#### TEXT SECTION
Multifactor Authentication for Security and Profit
Legacy identity management tends to rely on password-based single-factor authentication. Unsurprisingly, legacy antivirus solutions also tend to suffer more data breaches than other solutions. For a few reasons why:
- Users change their passwords far too infrequently.
- Often, users repeat their passwords.
- Even original passwords can prove easily guessed or cracked thanks to social media social engineering.
- Additionally, users sharing or writing down their passwords leaves you open to insider threats.
Instead of relying on single-factor authentication, your enterprise needs to embrace multifactor authentication (MFA) through next-generation identity management. After all, the more factors standing between hackers and your users’ identities, the more secure the latter remains.
Additionally, hackers won’t bother with strong digital identity perimeters. More often than not, they prefer targeting weaker enterprises with less identity security. Why waste time and resources on a hard target when an equally viable easy one exists?

Stored items:
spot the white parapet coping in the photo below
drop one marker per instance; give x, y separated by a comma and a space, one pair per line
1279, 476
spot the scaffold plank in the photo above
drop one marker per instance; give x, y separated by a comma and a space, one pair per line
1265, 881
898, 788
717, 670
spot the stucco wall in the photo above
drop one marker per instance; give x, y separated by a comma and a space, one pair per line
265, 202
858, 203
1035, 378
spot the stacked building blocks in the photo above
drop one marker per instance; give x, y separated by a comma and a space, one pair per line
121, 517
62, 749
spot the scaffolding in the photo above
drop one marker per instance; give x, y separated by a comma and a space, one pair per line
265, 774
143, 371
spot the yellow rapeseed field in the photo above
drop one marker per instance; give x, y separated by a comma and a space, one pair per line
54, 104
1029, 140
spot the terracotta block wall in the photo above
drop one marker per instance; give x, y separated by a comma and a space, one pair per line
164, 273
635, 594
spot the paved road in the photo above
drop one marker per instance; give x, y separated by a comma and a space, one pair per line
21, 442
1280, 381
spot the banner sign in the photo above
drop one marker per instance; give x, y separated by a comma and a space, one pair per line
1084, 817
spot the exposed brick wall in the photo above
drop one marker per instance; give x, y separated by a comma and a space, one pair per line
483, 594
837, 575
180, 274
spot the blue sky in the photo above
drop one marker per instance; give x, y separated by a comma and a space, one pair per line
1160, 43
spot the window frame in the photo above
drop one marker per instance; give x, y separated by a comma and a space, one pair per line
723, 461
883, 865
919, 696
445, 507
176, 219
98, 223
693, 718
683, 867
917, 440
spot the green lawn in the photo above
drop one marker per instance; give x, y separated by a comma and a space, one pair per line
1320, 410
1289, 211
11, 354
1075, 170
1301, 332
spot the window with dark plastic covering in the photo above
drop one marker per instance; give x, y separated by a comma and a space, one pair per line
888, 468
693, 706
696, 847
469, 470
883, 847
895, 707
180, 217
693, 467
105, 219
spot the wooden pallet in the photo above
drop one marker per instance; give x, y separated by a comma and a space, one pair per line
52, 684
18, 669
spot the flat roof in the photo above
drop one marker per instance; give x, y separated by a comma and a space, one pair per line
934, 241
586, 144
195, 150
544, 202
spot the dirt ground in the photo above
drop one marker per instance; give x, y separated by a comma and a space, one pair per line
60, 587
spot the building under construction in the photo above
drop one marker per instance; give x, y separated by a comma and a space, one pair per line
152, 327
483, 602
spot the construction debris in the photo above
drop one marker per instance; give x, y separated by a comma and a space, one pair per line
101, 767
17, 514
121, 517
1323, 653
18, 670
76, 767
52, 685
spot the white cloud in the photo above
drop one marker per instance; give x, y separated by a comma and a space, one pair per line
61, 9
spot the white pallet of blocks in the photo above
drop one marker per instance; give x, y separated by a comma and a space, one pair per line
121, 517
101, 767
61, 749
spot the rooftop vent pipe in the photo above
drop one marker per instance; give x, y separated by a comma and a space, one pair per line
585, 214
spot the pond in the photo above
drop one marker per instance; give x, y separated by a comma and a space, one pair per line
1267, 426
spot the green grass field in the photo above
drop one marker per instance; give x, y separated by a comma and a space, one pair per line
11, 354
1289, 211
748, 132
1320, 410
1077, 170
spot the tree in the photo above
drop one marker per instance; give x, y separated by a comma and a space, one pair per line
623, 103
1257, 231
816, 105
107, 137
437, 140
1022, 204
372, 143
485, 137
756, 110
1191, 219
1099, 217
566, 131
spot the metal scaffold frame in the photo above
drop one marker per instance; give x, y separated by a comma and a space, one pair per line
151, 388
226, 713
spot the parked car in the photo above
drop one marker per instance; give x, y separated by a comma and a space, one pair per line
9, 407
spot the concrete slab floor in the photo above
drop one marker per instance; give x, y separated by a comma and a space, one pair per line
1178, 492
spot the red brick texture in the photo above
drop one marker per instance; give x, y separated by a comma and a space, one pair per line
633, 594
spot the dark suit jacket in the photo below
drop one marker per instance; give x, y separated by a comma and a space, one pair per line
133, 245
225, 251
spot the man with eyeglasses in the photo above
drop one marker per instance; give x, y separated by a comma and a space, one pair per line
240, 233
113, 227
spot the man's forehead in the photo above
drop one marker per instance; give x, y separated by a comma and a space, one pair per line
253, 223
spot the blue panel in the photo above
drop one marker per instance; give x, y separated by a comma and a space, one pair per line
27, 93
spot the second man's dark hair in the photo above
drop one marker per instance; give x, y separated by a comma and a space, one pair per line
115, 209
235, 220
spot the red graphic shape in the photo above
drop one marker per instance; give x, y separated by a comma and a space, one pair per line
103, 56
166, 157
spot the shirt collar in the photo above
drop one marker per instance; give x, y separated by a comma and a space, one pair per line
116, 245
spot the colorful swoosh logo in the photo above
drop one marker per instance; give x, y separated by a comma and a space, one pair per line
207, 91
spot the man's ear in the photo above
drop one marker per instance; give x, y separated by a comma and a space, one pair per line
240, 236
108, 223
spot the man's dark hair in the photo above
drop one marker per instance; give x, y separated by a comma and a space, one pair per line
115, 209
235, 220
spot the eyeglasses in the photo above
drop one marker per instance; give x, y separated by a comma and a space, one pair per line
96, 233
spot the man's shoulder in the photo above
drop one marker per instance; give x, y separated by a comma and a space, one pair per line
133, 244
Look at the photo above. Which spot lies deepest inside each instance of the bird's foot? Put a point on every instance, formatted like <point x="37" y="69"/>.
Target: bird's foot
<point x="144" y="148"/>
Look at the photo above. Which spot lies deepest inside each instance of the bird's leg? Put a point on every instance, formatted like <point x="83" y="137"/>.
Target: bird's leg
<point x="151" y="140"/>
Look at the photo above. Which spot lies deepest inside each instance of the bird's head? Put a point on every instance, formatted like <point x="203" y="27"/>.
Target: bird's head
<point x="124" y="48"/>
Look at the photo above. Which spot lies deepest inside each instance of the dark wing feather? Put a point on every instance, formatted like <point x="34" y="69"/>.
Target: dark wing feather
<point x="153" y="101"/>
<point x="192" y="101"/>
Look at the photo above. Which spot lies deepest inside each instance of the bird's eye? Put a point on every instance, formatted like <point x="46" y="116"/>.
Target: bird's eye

#### GOAL OF THE EXERCISE
Resume the passage on multifactor authentication and identity security, picking up right after its final sentence.

#### WRITTEN RESPONSE
Strong enterprise multifactor authentication can comprise of any number of factors, but often include:
- Biometric authentication.
- SMS text messages.
- Hard tokens.
- Typing biometrics.
- PUSH mobile device notification.
- Time of access request monitoring.
One of the unique benefits of next-generation identity management over legacy solutions is continuous authentication. Think about it: in legacy solution, you simply need to flash your credentials once before receiving access. Thus, hackers only need to get their hands on an unguarded account to gain total access.
However, continuous authentication monitors all users’ sessions to determine if their behaviors meet baseline behavioral norms. If they don’t, your solution can request more authentication factors from the user to ensure their validity.
On the other hand, you can also enact step-up authentication; this activates more factor requests as the sensitivity of the access requests increases. This enables a smoother user experience, coupled with the smoothness contributed by many of the non-intrusive factors.
Next-generation identity management also provides your enterprise access to identity federation. Identity federation enforces common identity security standards and protocols; it coordinates and manages user identities between different identity providers, applications, and portals across your infrastructure. Usually, federation can establish trust via digital signatures and encryption.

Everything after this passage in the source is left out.